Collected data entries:
^^^^

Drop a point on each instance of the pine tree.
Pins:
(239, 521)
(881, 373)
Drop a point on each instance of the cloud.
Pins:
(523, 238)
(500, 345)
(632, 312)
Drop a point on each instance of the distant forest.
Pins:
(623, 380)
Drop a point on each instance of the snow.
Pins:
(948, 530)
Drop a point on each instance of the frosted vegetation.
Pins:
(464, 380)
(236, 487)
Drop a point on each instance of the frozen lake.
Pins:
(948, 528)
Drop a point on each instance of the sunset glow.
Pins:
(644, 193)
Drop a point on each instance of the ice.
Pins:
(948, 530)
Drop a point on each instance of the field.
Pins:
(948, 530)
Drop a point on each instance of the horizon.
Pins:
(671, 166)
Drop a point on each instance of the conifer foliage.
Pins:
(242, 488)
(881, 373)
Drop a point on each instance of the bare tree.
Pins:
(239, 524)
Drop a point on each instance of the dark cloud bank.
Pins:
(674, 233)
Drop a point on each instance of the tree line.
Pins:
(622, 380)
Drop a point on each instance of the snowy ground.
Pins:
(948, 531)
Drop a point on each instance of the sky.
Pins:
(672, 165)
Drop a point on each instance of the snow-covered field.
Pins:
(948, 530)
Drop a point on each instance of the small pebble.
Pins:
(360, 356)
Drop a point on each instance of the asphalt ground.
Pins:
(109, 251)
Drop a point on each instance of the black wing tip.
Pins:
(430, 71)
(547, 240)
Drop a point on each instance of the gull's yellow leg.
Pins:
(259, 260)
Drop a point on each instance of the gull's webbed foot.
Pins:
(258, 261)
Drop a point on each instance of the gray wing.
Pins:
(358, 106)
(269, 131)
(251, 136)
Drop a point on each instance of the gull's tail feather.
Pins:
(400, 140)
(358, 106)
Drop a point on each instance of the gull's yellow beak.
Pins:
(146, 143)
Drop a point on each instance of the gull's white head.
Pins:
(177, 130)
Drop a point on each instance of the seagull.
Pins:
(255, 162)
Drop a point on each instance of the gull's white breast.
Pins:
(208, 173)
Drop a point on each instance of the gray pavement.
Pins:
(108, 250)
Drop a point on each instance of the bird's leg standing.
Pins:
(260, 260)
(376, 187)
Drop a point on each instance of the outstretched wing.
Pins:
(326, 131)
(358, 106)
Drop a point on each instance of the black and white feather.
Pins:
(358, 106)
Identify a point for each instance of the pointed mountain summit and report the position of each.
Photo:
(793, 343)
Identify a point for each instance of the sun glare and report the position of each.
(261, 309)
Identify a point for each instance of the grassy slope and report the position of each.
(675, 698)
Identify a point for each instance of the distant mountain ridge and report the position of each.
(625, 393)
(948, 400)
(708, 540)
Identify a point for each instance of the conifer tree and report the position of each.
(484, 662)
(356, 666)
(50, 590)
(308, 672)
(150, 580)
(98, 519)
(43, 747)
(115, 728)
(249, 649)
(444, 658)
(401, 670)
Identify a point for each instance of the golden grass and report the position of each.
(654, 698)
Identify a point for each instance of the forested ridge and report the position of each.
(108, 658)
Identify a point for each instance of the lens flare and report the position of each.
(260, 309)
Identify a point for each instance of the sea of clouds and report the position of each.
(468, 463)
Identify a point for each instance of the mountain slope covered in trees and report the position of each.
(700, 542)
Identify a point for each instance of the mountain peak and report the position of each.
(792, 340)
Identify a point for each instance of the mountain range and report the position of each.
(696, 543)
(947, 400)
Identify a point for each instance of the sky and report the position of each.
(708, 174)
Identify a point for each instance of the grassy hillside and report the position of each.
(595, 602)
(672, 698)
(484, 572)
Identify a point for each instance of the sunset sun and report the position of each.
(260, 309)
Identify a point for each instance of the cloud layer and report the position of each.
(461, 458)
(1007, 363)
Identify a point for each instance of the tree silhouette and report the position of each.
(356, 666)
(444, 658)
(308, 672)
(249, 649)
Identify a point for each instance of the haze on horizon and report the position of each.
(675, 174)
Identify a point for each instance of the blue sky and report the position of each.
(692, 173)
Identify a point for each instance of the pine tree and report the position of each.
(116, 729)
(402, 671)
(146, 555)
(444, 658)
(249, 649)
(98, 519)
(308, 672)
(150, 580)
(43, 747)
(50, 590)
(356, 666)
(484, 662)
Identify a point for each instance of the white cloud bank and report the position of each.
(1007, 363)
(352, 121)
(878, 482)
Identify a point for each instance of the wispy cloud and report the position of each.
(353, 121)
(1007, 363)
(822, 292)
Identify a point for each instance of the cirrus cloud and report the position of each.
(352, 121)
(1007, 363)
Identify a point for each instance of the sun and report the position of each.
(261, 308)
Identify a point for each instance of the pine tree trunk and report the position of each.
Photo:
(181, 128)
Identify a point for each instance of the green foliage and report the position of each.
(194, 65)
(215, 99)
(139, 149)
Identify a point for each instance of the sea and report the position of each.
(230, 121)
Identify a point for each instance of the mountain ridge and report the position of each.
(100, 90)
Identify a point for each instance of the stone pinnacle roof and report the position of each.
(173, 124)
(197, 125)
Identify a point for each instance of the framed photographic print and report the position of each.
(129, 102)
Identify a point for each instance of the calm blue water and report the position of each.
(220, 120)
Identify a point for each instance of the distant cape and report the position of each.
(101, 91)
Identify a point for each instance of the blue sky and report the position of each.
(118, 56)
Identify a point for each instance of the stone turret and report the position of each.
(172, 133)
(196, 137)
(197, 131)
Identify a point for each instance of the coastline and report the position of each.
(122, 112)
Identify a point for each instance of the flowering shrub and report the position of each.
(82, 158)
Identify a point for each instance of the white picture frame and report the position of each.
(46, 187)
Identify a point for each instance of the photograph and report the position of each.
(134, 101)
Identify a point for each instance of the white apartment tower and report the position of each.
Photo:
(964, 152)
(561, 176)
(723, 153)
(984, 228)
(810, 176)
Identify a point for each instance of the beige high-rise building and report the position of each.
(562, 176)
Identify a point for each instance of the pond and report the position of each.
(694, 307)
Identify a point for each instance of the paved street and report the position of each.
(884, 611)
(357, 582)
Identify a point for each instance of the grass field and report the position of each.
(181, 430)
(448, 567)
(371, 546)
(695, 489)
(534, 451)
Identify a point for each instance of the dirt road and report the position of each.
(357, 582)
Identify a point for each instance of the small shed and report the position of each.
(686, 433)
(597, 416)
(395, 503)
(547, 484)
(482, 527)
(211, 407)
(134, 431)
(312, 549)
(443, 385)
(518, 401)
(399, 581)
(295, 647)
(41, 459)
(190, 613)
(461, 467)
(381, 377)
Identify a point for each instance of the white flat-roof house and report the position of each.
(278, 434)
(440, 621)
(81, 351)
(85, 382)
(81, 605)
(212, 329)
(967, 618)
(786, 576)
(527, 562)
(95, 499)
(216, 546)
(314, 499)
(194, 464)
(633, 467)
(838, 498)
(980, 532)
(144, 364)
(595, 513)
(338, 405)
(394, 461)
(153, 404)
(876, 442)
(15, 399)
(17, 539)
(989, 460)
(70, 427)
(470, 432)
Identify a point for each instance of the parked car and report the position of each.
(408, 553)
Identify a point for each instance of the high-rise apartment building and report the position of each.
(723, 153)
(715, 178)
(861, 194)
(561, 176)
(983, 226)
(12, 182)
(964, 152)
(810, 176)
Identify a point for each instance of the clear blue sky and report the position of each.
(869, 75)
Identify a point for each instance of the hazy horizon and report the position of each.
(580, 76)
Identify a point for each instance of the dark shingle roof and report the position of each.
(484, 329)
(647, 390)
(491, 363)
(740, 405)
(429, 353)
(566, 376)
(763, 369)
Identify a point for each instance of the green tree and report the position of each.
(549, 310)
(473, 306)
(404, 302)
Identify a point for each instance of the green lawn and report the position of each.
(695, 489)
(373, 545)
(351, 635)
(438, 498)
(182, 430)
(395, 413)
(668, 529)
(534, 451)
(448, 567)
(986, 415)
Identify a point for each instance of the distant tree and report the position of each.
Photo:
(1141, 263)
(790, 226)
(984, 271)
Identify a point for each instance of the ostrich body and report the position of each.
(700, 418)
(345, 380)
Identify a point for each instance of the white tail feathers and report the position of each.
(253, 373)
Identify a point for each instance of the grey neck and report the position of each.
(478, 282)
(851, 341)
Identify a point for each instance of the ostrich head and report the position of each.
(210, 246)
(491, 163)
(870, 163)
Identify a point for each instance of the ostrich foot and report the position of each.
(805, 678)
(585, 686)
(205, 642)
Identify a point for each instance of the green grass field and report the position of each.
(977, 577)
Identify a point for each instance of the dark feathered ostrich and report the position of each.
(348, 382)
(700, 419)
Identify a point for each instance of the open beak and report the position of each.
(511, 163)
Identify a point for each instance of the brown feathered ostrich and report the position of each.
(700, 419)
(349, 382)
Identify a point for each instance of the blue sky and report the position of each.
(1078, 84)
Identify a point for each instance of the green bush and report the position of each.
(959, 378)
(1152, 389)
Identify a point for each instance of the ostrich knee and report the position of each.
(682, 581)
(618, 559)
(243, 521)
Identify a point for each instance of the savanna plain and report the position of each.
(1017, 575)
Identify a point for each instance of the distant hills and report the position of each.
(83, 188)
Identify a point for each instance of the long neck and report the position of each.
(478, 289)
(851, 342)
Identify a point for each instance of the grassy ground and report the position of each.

^^^^

**Exercise**
Write out the lines above from the one containing "Identify a point for each instance of the ostrich foot" through the last, exactly as they are.

**Response for this exercise**
Identify a point for each instance of the ostrich foot and report the position of each.
(805, 678)
(585, 686)
(205, 642)
Identify a point for each instance of the green grass field and report the position of each.
(977, 577)
Identify a point for each instance of the dark feathered ostrich and report the position of each.
(348, 382)
(700, 419)
Identify a point for each instance of the open beak and report the position of each.
(511, 163)
Identify a point for each instance of the brown feathered ostrich and report the position of each.
(700, 419)
(349, 382)
Identify a point for each instance of the blue sky and report the position of each.
(1078, 84)
Identify a point for each instance of the green bush and report the position of each.
(959, 378)
(1152, 389)
Identify a point for each instance of the ostrich knee and report the position of each.
(682, 581)
(618, 559)
(243, 521)
Identify a point for each instance of the savanna plain and report the position of each.
(1017, 575)
Identify a point for each instance of the distant hills and report the position of each.
(83, 188)
Identify a point for each instance of the long neck and report the position of each.
(478, 289)
(851, 342)
Identify a point for each instance of the grassy ground and report the position of each.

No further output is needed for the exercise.